**Extrait choisi**

4) Les gens «bien» stationnent à midi devant la boulangerie ou l'école en troisième position; les piétons en civil ou en tenue font fi des feux de signalisation; le rendez-vous arabe, la pratique du passe-droit pour ceux qui sont les nôtres ( le passablement tribal «lina») ne sont pas l'apanage des Ben Ali ou des Trabelsi ; le bourrage des urnes , le non-respect des files d'attente ou les normes de production et de qualité, la mise au pas des juges tout comme l'atteinte à la souveraineté du jury d'examen relèvent de la même problématique‑: chacun empiète sur le domaine de l'autre et le nie alors comme sujet , mais il sape lui-même la possibilité qu'il pourrait avoir de devenir socialement sujet.
5) Les points précédents alimentent des tendances suicidaires profondément  enracinées quant à l'existence sociale de chacun. Il n'y a point de discontinuité logique entre celui qui cherche à marcher sur les pieds d'autrui et celui qui se tue en se donnant lui-même la mort.
C'est sur un tableau social fort sombre qu'a pointé la première et toute petite lueur d'espoir de la révolution du 14 janvier en Tunisie. La thèse que nous proposons peut se résumer en cette proposition : avant ladite révolution, le suicide signifie toujours assassinat de l'identité sociale de l'individu seulement lorsque celui-ci se trouve convaincu de se trouver dans une impasse ; par contre et avec cette même révolution, cette conviction n'est plus l'exception, elle tend même à devenir la règle. Il ne nous reste plus qu'à illustrer cette proposition – à défaut de la démontrer – et surtout d'y repérer le rôle incontournable des médias sociaux.

**Consigne**
Recopiez à l'identique, dans l'extrait sur la société tunisienne, le passage allant de « 5) Les points » jusqu'à « lui-même la mort. ».

**Matériel fourni**
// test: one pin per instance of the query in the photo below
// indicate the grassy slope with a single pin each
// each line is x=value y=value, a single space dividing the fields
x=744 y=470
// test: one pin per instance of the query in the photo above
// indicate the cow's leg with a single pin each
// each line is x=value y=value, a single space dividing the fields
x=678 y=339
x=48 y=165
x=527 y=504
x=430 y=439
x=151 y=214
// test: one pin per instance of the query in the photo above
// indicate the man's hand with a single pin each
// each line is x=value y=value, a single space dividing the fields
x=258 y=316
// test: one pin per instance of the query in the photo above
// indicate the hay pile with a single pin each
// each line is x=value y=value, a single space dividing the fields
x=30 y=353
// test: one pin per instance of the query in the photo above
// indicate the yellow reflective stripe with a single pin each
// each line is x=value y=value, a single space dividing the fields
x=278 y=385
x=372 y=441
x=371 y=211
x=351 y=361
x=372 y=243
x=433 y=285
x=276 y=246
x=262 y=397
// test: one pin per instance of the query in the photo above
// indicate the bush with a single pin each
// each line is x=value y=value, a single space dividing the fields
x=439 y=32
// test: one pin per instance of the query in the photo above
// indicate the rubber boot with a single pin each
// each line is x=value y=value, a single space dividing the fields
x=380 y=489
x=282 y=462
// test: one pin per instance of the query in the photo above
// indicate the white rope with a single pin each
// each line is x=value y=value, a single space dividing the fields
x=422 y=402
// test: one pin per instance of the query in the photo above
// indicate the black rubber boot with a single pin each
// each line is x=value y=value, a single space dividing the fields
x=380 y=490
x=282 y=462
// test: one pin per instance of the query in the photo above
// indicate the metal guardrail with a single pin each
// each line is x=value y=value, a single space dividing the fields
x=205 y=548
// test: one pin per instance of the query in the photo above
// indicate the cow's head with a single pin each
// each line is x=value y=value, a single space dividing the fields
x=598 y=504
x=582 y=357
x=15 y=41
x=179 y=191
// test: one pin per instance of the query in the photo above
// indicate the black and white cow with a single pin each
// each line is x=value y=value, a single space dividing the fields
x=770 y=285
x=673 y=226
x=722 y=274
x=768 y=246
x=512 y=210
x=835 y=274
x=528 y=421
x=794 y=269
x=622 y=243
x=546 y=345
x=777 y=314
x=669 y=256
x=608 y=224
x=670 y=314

**Réponse attendue**
5) Les points précédents alimentent des tendances suicidaires profondément  enracinées quant à l'existence sociale de chacun. Il n'y a point de discontinuité logique entre celui qui cherche à marcher sur les pieds d'autrui et celui qui se tue en se donnant lui-même la mort.